## BEGIN RECORDS SUPPLIED

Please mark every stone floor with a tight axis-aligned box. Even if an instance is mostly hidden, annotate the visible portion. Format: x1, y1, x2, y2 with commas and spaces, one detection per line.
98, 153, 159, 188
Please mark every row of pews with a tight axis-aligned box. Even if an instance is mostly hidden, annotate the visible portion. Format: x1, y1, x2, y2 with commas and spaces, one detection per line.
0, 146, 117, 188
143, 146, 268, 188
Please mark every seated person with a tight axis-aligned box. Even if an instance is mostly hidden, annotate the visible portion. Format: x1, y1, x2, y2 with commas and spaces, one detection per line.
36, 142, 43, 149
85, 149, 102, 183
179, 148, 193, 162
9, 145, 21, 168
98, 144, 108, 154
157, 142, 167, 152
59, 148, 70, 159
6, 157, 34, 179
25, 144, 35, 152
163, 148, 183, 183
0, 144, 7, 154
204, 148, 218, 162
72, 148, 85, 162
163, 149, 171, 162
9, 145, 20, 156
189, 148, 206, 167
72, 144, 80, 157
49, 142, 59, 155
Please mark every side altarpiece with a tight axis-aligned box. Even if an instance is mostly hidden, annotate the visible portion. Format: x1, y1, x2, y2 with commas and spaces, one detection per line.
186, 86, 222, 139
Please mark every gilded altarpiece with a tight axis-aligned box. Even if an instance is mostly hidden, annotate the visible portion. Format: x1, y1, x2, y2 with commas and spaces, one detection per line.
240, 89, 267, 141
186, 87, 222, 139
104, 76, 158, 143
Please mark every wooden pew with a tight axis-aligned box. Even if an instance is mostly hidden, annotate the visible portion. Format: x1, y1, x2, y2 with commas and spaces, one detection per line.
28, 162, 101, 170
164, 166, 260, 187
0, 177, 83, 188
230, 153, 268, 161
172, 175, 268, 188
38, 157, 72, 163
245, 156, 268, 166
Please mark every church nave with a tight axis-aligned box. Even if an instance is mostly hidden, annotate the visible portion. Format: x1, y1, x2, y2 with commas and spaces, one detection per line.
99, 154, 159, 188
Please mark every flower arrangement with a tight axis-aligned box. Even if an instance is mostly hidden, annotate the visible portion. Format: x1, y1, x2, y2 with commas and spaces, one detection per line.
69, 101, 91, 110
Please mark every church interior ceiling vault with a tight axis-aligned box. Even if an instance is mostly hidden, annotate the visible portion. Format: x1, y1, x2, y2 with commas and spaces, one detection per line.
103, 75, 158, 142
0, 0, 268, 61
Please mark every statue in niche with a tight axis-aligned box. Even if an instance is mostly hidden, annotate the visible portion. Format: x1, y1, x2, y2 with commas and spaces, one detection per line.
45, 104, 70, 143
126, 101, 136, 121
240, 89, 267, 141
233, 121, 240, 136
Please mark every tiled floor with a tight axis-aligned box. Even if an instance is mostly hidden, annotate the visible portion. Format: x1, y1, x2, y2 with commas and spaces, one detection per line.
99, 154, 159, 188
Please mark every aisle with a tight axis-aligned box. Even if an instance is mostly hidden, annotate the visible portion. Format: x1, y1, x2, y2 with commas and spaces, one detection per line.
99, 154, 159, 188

## END RECORDS SUPPLIED

**WHAT YOU HAVE TO DO**
Reproduce all of the records above, swapping every "mostly hidden" for "largely occluded" and leaving everything else unchanged.

**WRITTEN REPLY**
Please mark every stone floor with a tight axis-aligned box. Even if an instance is largely occluded, annotate the visible portion. Format: x1, y1, x2, y2 with commas and spaces, one detection per line.
98, 153, 159, 188
Please mark every row of pews with a tight axis-aligned box. Even if an instance is largely occluded, annotate the visible portion. Format: x1, y1, x2, y2 with commas and spaces, one detection per line.
0, 146, 117, 188
143, 146, 268, 188
Please mark every seated person with a tight axis-aligned box. Even if an instance is largely occluded, annotate the visible portion. Format: x1, y1, x2, y2 with commas and spaces, one detection per line.
36, 142, 43, 149
85, 149, 102, 183
179, 148, 193, 162
9, 145, 21, 168
98, 144, 108, 154
157, 142, 167, 152
59, 148, 70, 159
6, 157, 34, 179
25, 144, 35, 152
163, 148, 183, 183
0, 144, 7, 154
204, 148, 218, 162
72, 148, 85, 162
163, 149, 171, 162
9, 145, 20, 156
189, 148, 206, 167
72, 144, 80, 157
49, 142, 59, 155
Please mark every side altarpiece with a tight axis-aligned box. Even if an instance is largely occluded, annotate the visible portion. Format: x1, y1, x2, y2 with commas and spaces, one detection per line.
186, 86, 222, 139
Please mark every gilded altarpiece with a tight axis-aligned box. Even if an instance is largely occluded, annotate the visible portion. Format: x1, y1, x2, y2 with commas and spaces, one detection per line.
240, 89, 267, 141
186, 87, 222, 139
104, 76, 158, 143
Please mark every wooden pew with a tight axis-aligned box. Even if an instance is largely occluded, annotate the visible portion. Format: x1, y1, x2, y2 with commas and spaces, one detection per line.
28, 162, 101, 170
164, 166, 260, 187
0, 177, 83, 188
230, 153, 268, 161
172, 175, 268, 188
38, 157, 72, 163
245, 156, 268, 166
Please mark every church nave with a tight axis-aligned box. Even if an instance is largely occluded, annotate the visible portion. Format: x1, y1, x2, y2 with commas and spaces, one detection per line.
99, 154, 159, 188
Please mark every flower arrangement with a tight axis-aligned box. Even if an instance is largely occluded, annotate the visible portion. Format: x1, y1, x2, y2 with commas and spaces, one detection per line.
69, 101, 91, 110
Please mark every church interior ceiling vault with a tight axis-aligned box. Even if an instance is largely occluded, annotate the visible portion. Format: x1, y1, x2, y2 with commas and spaces, one detection per line.
103, 75, 158, 142
0, 0, 268, 61
Please mark every statue in niche with a tight axis-aligned box. Even if an instance is largely occluded, annotate the visible portion. Format: x1, y1, x2, y2 with commas and spaces, one detection per line.
45, 104, 70, 143
126, 101, 136, 121
240, 89, 267, 141
233, 121, 240, 136
Please mark every tiled floor with a tight axis-aligned box. Even if an instance is largely occluded, annotate the visible portion. Format: x1, y1, x2, y2 with commas and spaces, one detection per line.
99, 154, 159, 188
Please mark every aisle with a tight axis-aligned box. Even if an instance is largely occluded, annotate the visible portion. Format: x1, y1, x2, y2 with commas and spaces, one detection per line.
99, 154, 159, 188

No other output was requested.